The BSEACD contains vital groundwater resources within its jurisdictional boundaries providing for municipal, industrial, domestic, recreational, and ecological needs. The Barton Springs Segment of the Edwards, the Saline (Brackish) Edwards, and the Trinity are the three main aquifers in the District.
Approximately 50,000 to 60,000 people depend upon water from the Barton Springs segment of the Edwards Aquifer, and the Barton Springs complex is the only known habitat for the endangered Barton Springs salamander.
The District has about 1,230 operational wells with about 100 permit-holders totaling about 2.2 billion gallons (6,600 acre-ft/) of annual permitted pumping (without drought reductions) in fiscal year 2008.
Aquifer units within the BSEACD range in age from Cretaceous (ca. 100 Mya) to Holocene (10,000 years ago) and consist of limestone, gravel, sand, and clay. The most prolific aquifers within the study area are composed of Cretaceous-age limestone and sand units that comprise the Edwards and to a lesser extent the Trinity Aquifers.
The Balcones Fault Zone (BFZ), a series of northeast-trending faulting strongly influences groundwater flow in central Texas.

• TASKS TO PERFORM:
A. Rewrite the entries as a numbered list, from the line with "Where can you find the bird" through the end of the entries, leaving out any blank lines.
B. Continue the passage on the district's aquifers from its last sentence.
The entries that follow have no connection to the passage on the district's aquifers.

• TASK INPUT:
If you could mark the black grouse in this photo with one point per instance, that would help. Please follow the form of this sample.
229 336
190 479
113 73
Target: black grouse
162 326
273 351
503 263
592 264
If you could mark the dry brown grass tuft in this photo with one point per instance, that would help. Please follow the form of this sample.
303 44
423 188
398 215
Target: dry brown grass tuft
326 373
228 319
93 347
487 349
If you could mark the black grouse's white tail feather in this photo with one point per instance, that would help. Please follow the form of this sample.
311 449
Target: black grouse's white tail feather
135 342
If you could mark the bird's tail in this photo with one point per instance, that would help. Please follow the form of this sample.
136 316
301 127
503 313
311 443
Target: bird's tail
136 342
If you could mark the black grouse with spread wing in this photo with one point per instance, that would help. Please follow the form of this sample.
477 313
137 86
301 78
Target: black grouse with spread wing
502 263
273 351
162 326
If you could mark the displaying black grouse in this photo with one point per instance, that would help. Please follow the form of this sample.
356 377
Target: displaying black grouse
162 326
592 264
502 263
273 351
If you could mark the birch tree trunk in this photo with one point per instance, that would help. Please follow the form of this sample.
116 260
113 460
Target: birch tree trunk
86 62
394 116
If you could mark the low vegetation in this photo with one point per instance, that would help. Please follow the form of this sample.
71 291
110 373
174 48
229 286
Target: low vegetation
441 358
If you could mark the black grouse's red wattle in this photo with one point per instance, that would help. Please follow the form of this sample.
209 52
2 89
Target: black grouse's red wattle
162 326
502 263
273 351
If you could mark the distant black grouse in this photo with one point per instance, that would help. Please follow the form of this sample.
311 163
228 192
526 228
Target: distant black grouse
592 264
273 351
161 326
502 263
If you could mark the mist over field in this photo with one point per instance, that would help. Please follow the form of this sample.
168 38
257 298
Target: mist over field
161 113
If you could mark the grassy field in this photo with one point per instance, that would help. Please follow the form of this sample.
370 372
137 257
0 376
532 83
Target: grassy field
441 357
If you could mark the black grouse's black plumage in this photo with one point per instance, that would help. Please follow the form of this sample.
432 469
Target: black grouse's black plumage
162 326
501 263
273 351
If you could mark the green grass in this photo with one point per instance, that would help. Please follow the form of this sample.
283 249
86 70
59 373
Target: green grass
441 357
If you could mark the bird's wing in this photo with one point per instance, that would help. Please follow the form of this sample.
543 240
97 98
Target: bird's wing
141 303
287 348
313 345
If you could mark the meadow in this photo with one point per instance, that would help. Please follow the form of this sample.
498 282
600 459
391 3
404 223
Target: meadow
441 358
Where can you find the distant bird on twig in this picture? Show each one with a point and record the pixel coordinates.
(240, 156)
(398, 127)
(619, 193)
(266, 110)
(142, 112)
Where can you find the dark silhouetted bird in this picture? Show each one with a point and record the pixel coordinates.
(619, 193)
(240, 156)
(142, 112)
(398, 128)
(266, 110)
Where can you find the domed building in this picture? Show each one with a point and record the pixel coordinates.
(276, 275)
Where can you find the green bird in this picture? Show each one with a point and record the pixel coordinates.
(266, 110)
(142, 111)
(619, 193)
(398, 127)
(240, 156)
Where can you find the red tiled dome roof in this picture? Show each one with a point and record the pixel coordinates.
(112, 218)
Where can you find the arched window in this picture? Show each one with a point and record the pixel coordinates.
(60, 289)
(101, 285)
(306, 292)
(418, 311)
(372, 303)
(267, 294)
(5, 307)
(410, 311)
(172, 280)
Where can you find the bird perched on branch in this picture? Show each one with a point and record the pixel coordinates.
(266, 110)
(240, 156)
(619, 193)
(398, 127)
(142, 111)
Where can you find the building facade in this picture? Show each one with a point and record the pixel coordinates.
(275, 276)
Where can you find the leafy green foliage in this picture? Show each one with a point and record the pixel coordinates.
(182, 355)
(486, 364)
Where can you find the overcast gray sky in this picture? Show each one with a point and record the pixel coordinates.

• IN RESPONSE:
A.
1. Where can you find the bird perched on branch in this picture? Show each one with a point and record the pixel coordinates.
2. (266, 110)
3. (240, 156)
4. (619, 193)
5. (398, 127)
6. (142, 111)
7. Where can you find the building facade in this picture? Show each one with a point and record the pixel coordinates.
8. (275, 276)
9. Where can you find the leafy green foliage in this picture? Show each one with a point and record the pixel coordinates.
10. (182, 355)
11. (486, 364)
12. Where can you find the overcast gray sky in this picture? Show each one with a point and record the pixel coordinates.

B.
Barton Springs segment of the Edwards Aquifer
The Edwards Aquifer of central Texas is subdivided into the Northern, Barton Springs, and San Antonio segments. The Edwards Aquifer is composed of the Cretaceous-age Edwards Group (Kainer and Person Formations) and the Georgetown Formation in Central Texas.
The Barton Springs aquifer covers about 155 mi2 and is composed of limestone that is highly faulted, fractured, and dissolved, forming a very prolific karst aquifer ranging from 0 to 450 feet thick. The Barton Springs aquifer provides the majority of groundwater within the BSEACD. The segment is divided into essentially 4 hydro zones: Contributing, Recharge, Confined, and Saline Zones.
Generally, rainfall collects and runs off land in the Contributing Zone and fills creeks that cross into the Recharge Zone. Recharge refers to water replenishing the aquifer. The recharge zone is where the exceptionally porous Edwards limestone is exposed at the surface providing direct access to the groundwater system. Recharge occurs mainly along the six major streams that cross the recharge zone, but also in upland areas of the recharge zone. In creek beds and in upland areas, there are very thin to no soils to help remove contaminants before they enter the groundwater system. So the benefit is that water can replenish the water supply, but the drawback is that the quality of that water is directly linked to land use and surface water quality. Conservation easements, building restrictions, impervious cover limitations, high stormwater treatment standards, and most importantly, residents’ land stewardship have been effective at protecting the quality of water recharging the aquifer, so far. With increasing development, the quality of the water in the freshwater Edwards is at greater and greater risk of contamination.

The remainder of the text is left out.